[BEGIN Article]

# Anybody familar with Booneville, Kentucky?



## DEVILDOG (Dec 20, 2010)

Found a large piece of land with house around Booneville, Kentucky. 75 acres with a 4/1 older farmhouse some outbuildings and was wondering if anyone is familiar with this area. Already did google search on this area, but was wondering if anybody had any personnal experience with this area?


----------



## DEVILDOG (Dec 20, 2010)

Bump


Owsley county, Southeastern Kentucky


----------



## Jason72 (Jul 21, 2013)

My family is from there. What do you want to know?


----------



## DEVILDOG (Dec 20, 2010)

Jason72 said:


> My family is from there. What do you want to know?


Everything I can about living here with children. Not a wole lot of info on wikipedia or google for this area except outdoor activities. Any info would be appreciated.


----------



## Mike78 (Feb 4, 2014)

[END Article]
[BEGIN Data provided]

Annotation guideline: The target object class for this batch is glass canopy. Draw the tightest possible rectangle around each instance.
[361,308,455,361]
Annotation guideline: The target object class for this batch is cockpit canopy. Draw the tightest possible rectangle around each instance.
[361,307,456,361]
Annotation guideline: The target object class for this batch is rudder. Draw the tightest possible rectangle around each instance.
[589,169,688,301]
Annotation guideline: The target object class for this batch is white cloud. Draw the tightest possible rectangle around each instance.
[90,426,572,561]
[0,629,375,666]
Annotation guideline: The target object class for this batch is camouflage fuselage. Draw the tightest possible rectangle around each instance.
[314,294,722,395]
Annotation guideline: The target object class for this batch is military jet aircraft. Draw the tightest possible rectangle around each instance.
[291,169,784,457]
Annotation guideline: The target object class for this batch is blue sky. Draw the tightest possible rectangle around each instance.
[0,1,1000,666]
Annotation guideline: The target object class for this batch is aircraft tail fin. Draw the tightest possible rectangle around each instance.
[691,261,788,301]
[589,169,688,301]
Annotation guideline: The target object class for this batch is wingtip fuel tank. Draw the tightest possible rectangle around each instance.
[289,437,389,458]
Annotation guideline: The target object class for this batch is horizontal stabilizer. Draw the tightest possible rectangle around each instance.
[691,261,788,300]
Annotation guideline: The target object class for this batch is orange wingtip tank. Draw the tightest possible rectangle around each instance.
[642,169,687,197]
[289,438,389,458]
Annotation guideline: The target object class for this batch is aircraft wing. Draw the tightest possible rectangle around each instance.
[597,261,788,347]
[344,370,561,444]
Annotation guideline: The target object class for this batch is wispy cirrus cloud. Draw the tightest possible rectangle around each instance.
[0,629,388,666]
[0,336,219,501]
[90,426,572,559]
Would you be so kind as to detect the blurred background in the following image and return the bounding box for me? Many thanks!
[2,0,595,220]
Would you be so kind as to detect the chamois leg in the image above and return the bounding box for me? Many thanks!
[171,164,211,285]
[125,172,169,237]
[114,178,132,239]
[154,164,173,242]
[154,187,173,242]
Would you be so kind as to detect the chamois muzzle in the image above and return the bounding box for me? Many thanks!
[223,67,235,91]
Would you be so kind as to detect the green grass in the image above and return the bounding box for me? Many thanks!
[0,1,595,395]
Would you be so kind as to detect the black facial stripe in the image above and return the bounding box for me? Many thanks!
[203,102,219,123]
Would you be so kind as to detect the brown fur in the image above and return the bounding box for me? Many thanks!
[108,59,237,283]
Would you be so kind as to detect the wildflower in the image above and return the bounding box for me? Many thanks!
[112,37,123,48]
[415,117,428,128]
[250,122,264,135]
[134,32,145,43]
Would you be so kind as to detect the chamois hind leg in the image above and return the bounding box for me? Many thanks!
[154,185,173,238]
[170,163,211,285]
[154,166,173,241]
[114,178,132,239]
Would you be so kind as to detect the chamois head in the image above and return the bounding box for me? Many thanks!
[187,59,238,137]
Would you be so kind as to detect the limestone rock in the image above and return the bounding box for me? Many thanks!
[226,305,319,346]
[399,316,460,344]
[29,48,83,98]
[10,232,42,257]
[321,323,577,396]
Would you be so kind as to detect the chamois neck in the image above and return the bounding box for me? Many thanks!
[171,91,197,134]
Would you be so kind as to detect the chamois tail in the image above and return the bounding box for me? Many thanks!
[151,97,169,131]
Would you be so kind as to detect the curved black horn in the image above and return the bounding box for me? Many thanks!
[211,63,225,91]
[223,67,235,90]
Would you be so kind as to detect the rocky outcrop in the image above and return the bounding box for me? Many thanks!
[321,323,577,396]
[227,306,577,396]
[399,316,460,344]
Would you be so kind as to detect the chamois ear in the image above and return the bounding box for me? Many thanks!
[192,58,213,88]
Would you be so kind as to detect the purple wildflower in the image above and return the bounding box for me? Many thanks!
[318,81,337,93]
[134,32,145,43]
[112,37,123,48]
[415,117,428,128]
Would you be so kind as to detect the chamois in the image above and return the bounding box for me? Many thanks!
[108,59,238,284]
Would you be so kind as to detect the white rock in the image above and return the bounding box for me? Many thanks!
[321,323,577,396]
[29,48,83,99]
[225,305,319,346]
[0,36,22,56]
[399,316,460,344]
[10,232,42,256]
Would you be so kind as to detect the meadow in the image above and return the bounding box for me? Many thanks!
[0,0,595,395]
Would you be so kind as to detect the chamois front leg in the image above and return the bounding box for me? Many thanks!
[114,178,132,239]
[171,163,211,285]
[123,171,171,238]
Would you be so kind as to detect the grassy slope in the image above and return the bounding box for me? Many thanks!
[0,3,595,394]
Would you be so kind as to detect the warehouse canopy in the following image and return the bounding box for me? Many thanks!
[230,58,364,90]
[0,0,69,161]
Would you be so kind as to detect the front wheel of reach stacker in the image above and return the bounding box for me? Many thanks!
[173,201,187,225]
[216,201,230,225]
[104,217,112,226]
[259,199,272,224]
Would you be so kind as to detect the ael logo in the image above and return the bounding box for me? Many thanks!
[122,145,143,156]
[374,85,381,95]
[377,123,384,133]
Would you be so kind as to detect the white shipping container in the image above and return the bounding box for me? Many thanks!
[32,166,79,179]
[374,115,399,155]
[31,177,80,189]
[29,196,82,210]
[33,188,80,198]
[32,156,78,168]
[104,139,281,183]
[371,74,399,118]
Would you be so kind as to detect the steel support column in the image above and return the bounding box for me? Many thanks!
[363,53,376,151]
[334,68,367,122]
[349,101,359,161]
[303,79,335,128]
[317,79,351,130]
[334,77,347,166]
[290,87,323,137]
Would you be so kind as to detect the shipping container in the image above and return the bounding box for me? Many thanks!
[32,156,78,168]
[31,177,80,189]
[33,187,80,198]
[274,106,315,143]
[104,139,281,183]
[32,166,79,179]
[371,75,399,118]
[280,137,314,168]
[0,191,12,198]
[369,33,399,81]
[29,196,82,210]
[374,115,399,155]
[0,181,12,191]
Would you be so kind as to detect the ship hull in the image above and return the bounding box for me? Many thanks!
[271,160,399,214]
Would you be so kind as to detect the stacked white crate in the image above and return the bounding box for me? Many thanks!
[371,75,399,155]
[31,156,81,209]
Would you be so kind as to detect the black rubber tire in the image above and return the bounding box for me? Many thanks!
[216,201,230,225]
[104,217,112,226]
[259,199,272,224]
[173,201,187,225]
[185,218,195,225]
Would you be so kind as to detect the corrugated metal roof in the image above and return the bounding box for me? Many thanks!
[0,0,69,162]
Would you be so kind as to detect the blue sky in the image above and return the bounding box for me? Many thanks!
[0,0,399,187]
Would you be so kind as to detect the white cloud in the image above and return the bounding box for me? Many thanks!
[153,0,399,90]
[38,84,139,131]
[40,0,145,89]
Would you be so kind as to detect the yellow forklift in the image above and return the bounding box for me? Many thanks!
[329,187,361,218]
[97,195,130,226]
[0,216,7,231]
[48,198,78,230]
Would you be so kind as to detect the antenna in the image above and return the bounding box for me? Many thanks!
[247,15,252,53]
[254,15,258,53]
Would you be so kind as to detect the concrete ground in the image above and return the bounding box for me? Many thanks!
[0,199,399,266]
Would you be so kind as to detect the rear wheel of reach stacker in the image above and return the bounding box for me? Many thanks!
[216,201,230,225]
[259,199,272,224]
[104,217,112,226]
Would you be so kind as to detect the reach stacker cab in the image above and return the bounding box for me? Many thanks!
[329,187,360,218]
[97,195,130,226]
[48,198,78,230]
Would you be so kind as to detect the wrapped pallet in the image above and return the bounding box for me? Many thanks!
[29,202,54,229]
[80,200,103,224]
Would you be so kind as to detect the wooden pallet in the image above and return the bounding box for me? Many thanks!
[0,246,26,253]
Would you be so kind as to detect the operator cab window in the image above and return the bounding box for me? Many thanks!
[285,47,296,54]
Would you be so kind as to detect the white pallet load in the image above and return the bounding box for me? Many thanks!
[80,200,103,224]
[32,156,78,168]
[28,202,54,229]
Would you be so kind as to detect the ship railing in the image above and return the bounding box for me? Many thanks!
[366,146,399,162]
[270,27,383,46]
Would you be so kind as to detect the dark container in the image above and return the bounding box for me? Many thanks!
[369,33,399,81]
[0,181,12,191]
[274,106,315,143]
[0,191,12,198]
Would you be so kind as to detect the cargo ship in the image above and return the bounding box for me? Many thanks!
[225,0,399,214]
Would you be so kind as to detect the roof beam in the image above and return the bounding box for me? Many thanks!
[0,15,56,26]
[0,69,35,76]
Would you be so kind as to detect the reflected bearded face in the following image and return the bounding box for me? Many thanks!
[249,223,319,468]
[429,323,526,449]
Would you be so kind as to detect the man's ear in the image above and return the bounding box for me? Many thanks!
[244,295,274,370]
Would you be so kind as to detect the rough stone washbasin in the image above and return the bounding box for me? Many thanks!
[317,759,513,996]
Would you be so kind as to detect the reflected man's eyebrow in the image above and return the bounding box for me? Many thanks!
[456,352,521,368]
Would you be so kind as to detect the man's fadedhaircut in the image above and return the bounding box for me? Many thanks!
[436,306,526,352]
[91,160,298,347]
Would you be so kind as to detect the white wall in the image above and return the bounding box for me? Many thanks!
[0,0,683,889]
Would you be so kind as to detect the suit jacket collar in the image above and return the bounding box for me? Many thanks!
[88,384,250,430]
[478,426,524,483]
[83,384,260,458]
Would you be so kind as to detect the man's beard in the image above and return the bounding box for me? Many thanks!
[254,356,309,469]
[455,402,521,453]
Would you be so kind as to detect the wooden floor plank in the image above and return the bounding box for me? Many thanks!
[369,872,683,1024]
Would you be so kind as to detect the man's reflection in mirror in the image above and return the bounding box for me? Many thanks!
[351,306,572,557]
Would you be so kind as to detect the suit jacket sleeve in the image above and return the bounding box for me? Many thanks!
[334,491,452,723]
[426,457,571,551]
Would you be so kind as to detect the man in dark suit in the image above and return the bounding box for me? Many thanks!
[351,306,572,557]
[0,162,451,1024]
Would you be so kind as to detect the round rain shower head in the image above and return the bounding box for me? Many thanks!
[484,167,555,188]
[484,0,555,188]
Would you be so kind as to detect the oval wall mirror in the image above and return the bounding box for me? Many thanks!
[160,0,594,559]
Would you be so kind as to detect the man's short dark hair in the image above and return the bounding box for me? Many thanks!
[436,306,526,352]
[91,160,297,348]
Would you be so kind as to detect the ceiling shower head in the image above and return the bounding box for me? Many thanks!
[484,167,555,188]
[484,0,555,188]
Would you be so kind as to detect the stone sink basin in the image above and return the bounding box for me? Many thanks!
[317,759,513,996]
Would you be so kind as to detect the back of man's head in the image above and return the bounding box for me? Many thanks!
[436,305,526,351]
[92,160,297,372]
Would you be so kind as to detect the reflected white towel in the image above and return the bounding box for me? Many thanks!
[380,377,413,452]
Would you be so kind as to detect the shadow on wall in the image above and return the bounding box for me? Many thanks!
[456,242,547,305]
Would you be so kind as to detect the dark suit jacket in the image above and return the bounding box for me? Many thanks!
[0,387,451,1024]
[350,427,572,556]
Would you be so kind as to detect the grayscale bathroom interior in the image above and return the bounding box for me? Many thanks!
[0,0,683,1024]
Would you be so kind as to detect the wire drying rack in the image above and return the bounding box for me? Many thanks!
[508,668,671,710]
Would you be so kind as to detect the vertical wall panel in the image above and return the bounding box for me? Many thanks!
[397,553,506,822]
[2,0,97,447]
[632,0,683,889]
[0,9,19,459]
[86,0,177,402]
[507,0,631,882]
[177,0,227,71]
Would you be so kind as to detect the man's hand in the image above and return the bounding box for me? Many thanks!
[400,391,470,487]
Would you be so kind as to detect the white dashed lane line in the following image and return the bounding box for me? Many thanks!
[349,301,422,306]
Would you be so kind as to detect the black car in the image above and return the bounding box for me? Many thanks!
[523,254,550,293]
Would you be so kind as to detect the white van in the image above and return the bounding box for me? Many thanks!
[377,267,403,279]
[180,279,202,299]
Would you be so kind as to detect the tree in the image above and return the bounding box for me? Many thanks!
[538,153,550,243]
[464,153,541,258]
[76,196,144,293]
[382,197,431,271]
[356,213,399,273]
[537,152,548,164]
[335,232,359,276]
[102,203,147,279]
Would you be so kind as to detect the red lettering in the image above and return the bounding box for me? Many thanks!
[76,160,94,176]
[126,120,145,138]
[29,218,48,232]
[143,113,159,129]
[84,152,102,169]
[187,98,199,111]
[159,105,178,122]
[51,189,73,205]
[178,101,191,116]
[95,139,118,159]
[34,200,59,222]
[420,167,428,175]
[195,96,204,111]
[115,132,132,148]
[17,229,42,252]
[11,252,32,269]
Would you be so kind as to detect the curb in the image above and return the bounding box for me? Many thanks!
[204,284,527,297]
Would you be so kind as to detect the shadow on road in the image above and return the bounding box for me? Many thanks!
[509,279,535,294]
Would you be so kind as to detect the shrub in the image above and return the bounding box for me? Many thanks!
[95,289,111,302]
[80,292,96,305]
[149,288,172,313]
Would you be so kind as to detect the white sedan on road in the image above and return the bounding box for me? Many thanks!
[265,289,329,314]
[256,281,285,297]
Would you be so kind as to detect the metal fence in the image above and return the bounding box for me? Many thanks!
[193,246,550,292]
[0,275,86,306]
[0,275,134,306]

[END Data provided]

Stated problem 1
In the Booneville, Kentucky forum thread, how many acres is the land DEVILDOG found?
Stated problem 2
Continue the Booneville, Kentucky forum thread from the point where it ends.

Expected answer 1
75 acres.

Expected answer 2
Here is some info from city data.

http://www.city-data.com/city/Booneville-Kentucky.html


----------



## MikeC (Mar 29, 2012)

I don't know anything about the area but checking random listings sure does show some beautiful properties. Wife is finally ready to get our of the cold but our jobs are going to keep us here a few years longer.


----------



## Bellyman (Jul 6, 2013)

MikeC said:


> I don't know anything about the area but checking random listings sure does show some beautiful properties. Wife is finally ready to get our of the cold but our jobs are going to keep us here a few years longer.


I'm sitting in south central Kentucky, close to Campbellsville, as I type this and I can assure you, it's not warm and balmy. 

Unless we have a sudden change of weather, it's gonna be a late spring in these parts.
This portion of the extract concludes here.